GIVEN PASSAGE —
Sometimes it takes us thousands of years to recognize a disease when it seems like part of the human condition. In a world filled with supernatural beings, demonic possession makes more sense than, say, the ergot poisoning from mouldy flour that induces LSD-like hallucinations.

We are now slowly and hesitantly beginning to recognize another disease. We have likely known its symptoms as long as we've been primates. The Greeks had a word for it: nostalgia, homesickness, the sudden desire to run away from the killing ground and be safe at home. We have given it the clumsier name of post-traumatic stress disorder.

Over forty years ago, while the Vietnam War raged, PTSD was still barely understood. In World War I it had been "shell shock"; in World War II, "combat fatigue." It was in those days seen as a character flaw, an inner failing exposed under the harsh conditions of modern warfare.

With the Vietnam war very much on everyone's mind in the early 1970s, I wrote my Simon Fraser University master's thesis on "The Great War and the Canadian Novel, 1915-1926" -- a deservedly obscure period in our literature.

The books I read and analyzed were the products of a long century of European peace that had suddenly exploded. War to Europe and North America had been something waged against the lesser breeds, with upper-class officers gallantly leading working-class soldiers against dark-skinned savages -- a game, like those on the playing fields of Eton.

So Canadian war novels were propaganda, and they exalted war as a way to purge the old society of its effete and lazy self-indulgence. Even the most effete and self-indulgent, the novels argued, might redeem themselves in the next assault on the enemy's trenches. If they were killed, fine. If not, they could go home as better men, however wounded.

Novelists note 'hidden sickness'

A few novelists, however, noticed soldiers who came home with more than a barely perceptible limp. Bertrand Sinclair, one of Canada's best-selling authors, wrote Burned Bridges, in which his protagonist Wes Thompson returns suffering from "the hidden sickness of racked nerves in an unmaimed body."

Such veterans never talked about that hidden sickness. In Basil King's The City of Comrades, his hero Frank Melbury explains: "Day and night I think of what I saw and heard and did in those two years, but some other language must be coined before I can begin to speak of it."

He also mentions "returned soldiers on the lecture platform, telling part of the truth, and nothing but, but never the whole truth nor the most vital truth. I have talked with some of them when the lectures were over, and a flare in the eye has said, 'This is for public consumption; but you and I know that the realities are not to be put into words.'"

And in Robert Stead's Dennison Grant, his returned hero doesn't talk about the war with his friends except for "trivial things" or "some humorous incident." Instead, "He preferred to forget both the glories and the horrors of war."

The most dramatic postwar response is that of Rod Norquay, the hero of Bertrand Sinclair's The Inverted Pyramid. Returning home embittered by his experience, he suffers a kind of heart stoppage one night: "...by some supreme effort of a body dying if not already dead he twisted himself sidewise, set his feet on the floor, hauled himself erect by a bedpost . . . No pulse, scarcely a breath; speechless. He could not utter a sound."

Rod drives his failing body out of the room and stamps down a flight of stairs, more or less pop-starting his heart. Whether reality or hallucination, it's an effective image of a traumatized veteran trying to reclaim his life.

DATA EXTRACT —
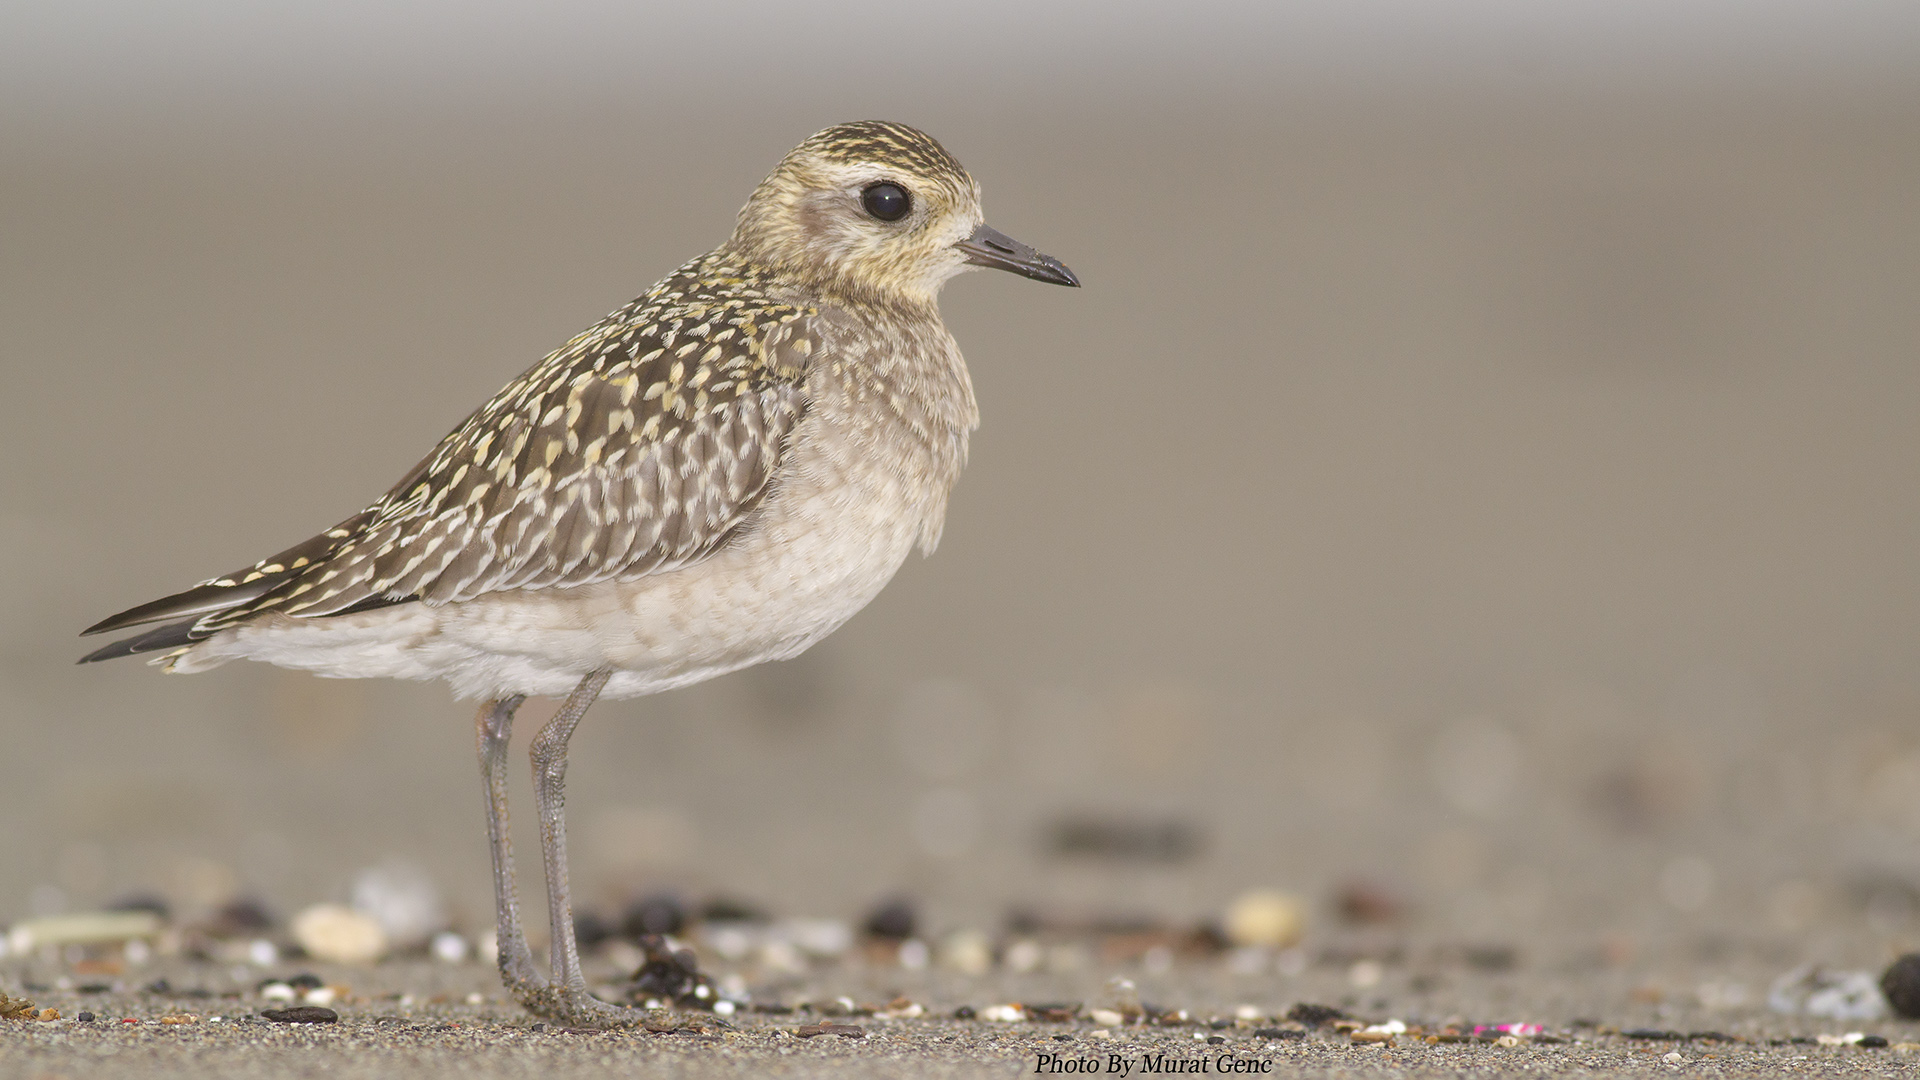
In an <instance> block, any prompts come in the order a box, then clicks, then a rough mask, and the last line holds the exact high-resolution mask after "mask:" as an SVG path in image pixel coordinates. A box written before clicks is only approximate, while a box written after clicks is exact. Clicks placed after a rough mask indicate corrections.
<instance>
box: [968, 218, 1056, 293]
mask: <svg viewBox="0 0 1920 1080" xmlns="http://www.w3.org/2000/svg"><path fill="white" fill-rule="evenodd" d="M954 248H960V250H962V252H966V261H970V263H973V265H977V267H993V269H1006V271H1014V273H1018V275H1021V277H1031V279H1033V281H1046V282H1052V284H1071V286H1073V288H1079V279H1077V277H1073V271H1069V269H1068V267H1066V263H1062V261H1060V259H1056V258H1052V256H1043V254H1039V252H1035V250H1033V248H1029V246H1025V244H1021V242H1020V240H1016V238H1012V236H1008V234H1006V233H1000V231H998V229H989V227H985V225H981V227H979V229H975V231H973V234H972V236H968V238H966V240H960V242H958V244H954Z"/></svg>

ACTION ITEM A —
In the essay on early Canadian war novels, what was post-traumatic stress disorder called during World War I?
ACTION ITEM B —
Carry the essay on early Canadian war novels and traumatized veterans forward from its last sentence, in the same voice.

REPLY A —
Shell shock.

REPLY B —
But these are about the only mentions of what we now call PTSD. In the 1970s, the half-crazed "Vietnam vet" became a convenient plot gimmick for TV melodramas -- those guys would do weird things for no good reason.

New name, new tactics

Apart from movies and TV, PTSD began to attract medical attention through the 1970s, becoming established in the third edition of the Diagnostic and Statistical Manual of Mental Disorders (DSM-III) in 1980. The military also began to study PTSD more carefully, though not always with the soldiers' best interests at heart.

In his 1988 book No More Heroes, military expert Richard Gabriel documented the problem of the terrified and traumatized soldier. In World War II, he tells us, army psychiatrists found that every American soldier who endured 30 consecutive days of combat showed signs of mental illness. The only exceptions were those already diagnosed as psychopaths; they were doing fine.

Gabriel reported that for years the army tried to develop a drug that would eliminate fear in ordinary soldiers, making them effectively psychopathic killing machines. Those experiments must have failed, because we still have PTSD.

If anything, we seem to have far more of it today than we did after World War II. A striking number of Canadian and American soldiers have come home from the Afghan and Iraq wars with serious mental issues.

In 2009 The Tyee reported that over 4,000 veterans were receiving benefits for PTSD or "operational stress injuries." More recently we've learned that at least 59 Canadian veterans and serving soldiers have killed themselves after serving in Afghanistan.

Not just soldiers

Last year the RCMP launched a five-year mental health strategy for its employees. Evidently that wasn't enough to help four current employees, who are suing the RCMP for PTSD suffered from harassment and sexual violence inflicted by their fellow-officers.

Similarly, the Vancouver Firefighters' Charitable Society gives considerable attention to PTSD and acute stress disorder (ASD) on its website. And a 2013 study of work-related PTSD found that rates in health care workers could range as high as 20 per cent. Among war correspondents, the rates are close to 30 per cent. All told, 10 per cent of American women and five per cent of men suffer PTSD at some point in their lives.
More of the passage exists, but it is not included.